**SHORT TASK**
Extract every line of the items below that contains the string "vest", matching case exactly.

*-*-*

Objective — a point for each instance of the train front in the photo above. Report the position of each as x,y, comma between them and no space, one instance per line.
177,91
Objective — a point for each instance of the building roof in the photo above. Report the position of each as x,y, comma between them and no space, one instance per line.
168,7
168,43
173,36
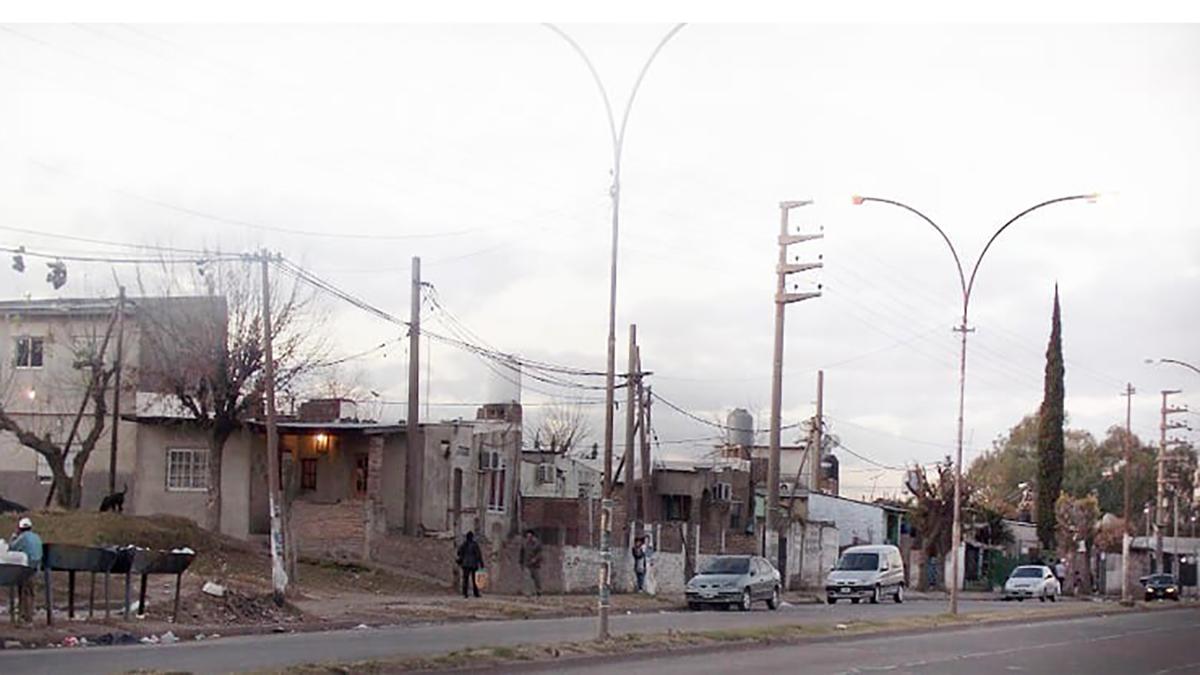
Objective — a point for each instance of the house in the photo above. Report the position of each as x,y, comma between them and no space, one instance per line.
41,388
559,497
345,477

*-*-*

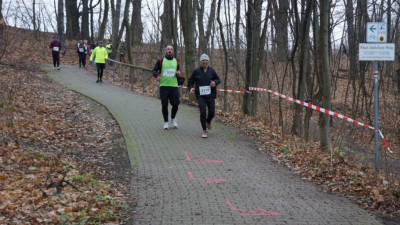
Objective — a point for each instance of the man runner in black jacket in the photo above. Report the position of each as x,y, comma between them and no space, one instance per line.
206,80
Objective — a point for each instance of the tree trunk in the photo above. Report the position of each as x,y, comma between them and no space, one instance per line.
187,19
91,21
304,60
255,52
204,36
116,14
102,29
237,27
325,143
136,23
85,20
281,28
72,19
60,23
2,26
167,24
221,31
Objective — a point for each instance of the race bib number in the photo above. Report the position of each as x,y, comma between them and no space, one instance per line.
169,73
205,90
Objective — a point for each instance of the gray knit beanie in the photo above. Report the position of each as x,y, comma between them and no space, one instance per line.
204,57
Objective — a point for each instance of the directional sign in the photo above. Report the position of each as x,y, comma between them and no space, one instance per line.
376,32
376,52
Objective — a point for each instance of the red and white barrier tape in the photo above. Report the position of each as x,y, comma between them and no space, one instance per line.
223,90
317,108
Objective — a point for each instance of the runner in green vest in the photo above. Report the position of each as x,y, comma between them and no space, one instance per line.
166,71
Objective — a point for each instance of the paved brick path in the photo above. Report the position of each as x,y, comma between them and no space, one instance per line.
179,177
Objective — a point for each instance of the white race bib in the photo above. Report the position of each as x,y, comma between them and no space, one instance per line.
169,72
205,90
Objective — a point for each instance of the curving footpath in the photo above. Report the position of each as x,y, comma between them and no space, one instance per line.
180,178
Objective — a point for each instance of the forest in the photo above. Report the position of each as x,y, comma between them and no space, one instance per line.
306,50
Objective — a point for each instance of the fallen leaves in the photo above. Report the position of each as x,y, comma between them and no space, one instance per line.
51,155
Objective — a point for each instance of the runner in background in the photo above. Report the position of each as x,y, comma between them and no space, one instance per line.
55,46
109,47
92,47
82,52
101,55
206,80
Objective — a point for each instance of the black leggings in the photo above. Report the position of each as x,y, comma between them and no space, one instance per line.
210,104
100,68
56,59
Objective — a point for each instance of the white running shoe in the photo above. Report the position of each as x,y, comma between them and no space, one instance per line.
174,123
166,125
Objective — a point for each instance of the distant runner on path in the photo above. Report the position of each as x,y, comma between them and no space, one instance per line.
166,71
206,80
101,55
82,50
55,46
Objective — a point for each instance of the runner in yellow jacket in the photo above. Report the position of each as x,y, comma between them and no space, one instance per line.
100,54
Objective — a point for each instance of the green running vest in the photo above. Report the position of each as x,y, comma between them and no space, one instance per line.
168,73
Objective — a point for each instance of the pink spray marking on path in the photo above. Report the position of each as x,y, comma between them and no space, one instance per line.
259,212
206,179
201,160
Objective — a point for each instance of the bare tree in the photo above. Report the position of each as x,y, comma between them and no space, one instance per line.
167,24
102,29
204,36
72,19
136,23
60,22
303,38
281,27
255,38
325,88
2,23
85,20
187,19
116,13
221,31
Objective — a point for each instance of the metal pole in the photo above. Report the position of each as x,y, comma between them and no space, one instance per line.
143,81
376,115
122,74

*-*-*

**FINISHED ANSWER**
Objective — a point for each instance of the runner in green vest in the photo above. Report the position of each as x,y, comma between them and no space, one instance per line.
Objective — a point for each instance of the green running vest in the photo above. Report the position of each as x,y, comma between them and no space, one instance per line.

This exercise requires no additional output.